▶ **Short task 1**:
Answer these questions about the awards show excerpt:
(a) What award did Tyler Perry receive?
(b) Who presented Mary J. Blige with her lifetime achievement award?
(c) Which song did Sugar Bear use to open the tribute to D.C.'s go-go music?

----

The audience was on their feet singing along to the song, which has stoked debate about whether it's country or hip hop.
Tyler Perry turned the stage into a pulpit while receiving the Ultimate Icon Award.
Perry, who went from writing and starring in plays to owning his own studio, spoke about learning to turn pain into powerful stories.
"When I built my studio, I built it in a neighborhood that is one of the poorest black neighborhoods in Atlanta, so that young kids could see that a black man did that and they can do it, too," Perry said. "The studio was once a Confederate army base, which meant that there were Confederate soldiers on that base plotting and planning on how to keep 3.9 million Negroes enslaved. Now that land is owned by one Negro."
Mary J. Blige was presented a lifetime achievement award from Rihanna and performed a medley of her hits.
There were tributes to the late director John Singleton, who died in April following a stroke, and rapper Nipsey Hussle, who was gunned down March 31 in Los Angeles near a clothing store he owned .
Hussel's family accepted his award, and DJ Khaled and singer John Legend participated in a musical tribute."
Host Regina Hall gave the audience a little Beyoncé/"Homecoming" parody at the beginning of the show, which played off Hall being a native of Washington D.C.
Singer Sugar Bear kicked off a tribute to D.C.'s go-go music with the classic 1980s song, "Da Butt."
Hall's friend and fellow D.C. native Taraji P. Henson hopped on stage to join her in the energetic dance.

----

▶ **Short task 2**: Which lines of the listing contain the string "fitted"? Locate and copy each one.

▶ **Data for the task**:
----

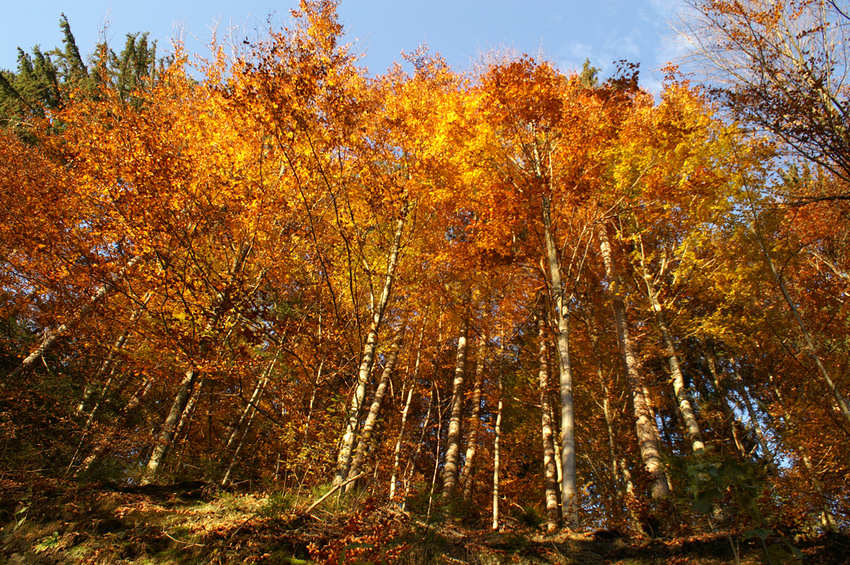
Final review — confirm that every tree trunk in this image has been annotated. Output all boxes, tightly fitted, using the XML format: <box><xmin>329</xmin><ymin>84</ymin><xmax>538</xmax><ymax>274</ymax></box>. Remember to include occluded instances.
<box><xmin>443</xmin><ymin>317</ymin><xmax>469</xmax><ymax>497</ymax></box>
<box><xmin>537</xmin><ymin>316</ymin><xmax>561</xmax><ymax>534</ymax></box>
<box><xmin>492</xmin><ymin>375</ymin><xmax>502</xmax><ymax>530</ymax></box>
<box><xmin>541</xmin><ymin>196</ymin><xmax>578</xmax><ymax>523</ymax></box>
<box><xmin>333</xmin><ymin>212</ymin><xmax>407</xmax><ymax>486</ymax></box>
<box><xmin>6</xmin><ymin>255</ymin><xmax>142</xmax><ymax>380</ymax></box>
<box><xmin>221</xmin><ymin>379</ymin><xmax>265</xmax><ymax>487</ymax></box>
<box><xmin>389</xmin><ymin>318</ymin><xmax>428</xmax><ymax>500</ymax></box>
<box><xmin>74</xmin><ymin>379</ymin><xmax>153</xmax><ymax>478</ymax></box>
<box><xmin>389</xmin><ymin>316</ymin><xmax>428</xmax><ymax>500</ymax></box>
<box><xmin>598</xmin><ymin>224</ymin><xmax>670</xmax><ymax>500</ymax></box>
<box><xmin>141</xmin><ymin>369</ymin><xmax>195</xmax><ymax>485</ymax></box>
<box><xmin>640</xmin><ymin>241</ymin><xmax>705</xmax><ymax>453</ymax></box>
<box><xmin>460</xmin><ymin>337</ymin><xmax>487</xmax><ymax>500</ymax></box>
<box><xmin>345</xmin><ymin>334</ymin><xmax>401</xmax><ymax>484</ymax></box>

----

▶ **Correct result 1**:
(a) The Ultimate Icon Award.
(b) Rihanna.
(c) The classic 1980s song "Da Butt."

▶ **Correct result 2**:
Final review — confirm that every tree trunk in this image has been annotated. Output all boxes, tightly fitted, using the XML format: <box><xmin>329</xmin><ymin>84</ymin><xmax>538</xmax><ymax>274</ymax></box>. Remember to include occluded instances.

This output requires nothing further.